─── Provided records ───
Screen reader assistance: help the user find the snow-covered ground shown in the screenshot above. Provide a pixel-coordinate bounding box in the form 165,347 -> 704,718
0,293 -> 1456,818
───
─── Provided records ───
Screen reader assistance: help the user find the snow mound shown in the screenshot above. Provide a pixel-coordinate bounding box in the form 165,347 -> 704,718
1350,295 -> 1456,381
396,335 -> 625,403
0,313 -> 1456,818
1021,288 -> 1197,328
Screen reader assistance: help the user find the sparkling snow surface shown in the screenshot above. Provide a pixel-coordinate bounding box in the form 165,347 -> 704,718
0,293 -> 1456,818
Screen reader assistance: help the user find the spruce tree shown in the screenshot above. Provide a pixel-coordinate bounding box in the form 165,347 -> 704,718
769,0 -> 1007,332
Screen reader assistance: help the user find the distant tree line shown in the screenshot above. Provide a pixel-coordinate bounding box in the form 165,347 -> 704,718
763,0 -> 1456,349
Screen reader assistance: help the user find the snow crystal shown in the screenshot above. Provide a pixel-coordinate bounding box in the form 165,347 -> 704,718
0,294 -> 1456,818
───
Please rewrite the data from the line with "Screen reader assistance: help the user find the snow mound" to the line with "0,294 -> 1456,818", both included, changing "spruce tree" to "fir tree" and leaving everything else as it is.

Screen reader assistance: help the user find the snow mound shown in the screenshot above. Provide a pixel-coordinate bounding box in the form 165,347 -> 704,718
1350,295 -> 1456,381
396,335 -> 625,403
0,313 -> 1456,818
1021,288 -> 1197,328
Screen reader assistance: help the user find the sparkling snow surface shown in the screenshot above. Provide a pixel-coordinate bounding box in the form 165,347 -> 704,718
0,293 -> 1456,818
Screen reader assistance: help the user find the fir tree shown in the screenshot above. Provide a pixel-coordinate bounding box in the form 165,347 -> 704,718
769,0 -> 1007,332
Screen reader assistance: help the user find the distant tree line shown in the screenshot above. Provide a pixel-coordinate bounding box in the form 165,347 -> 704,718
763,0 -> 1456,349
Screen reader assistance: help the user find the snow crystal shown in the screenshot above. Provide a pixel-coordinate bounding box in the form 165,347 -> 704,718
0,294 -> 1456,818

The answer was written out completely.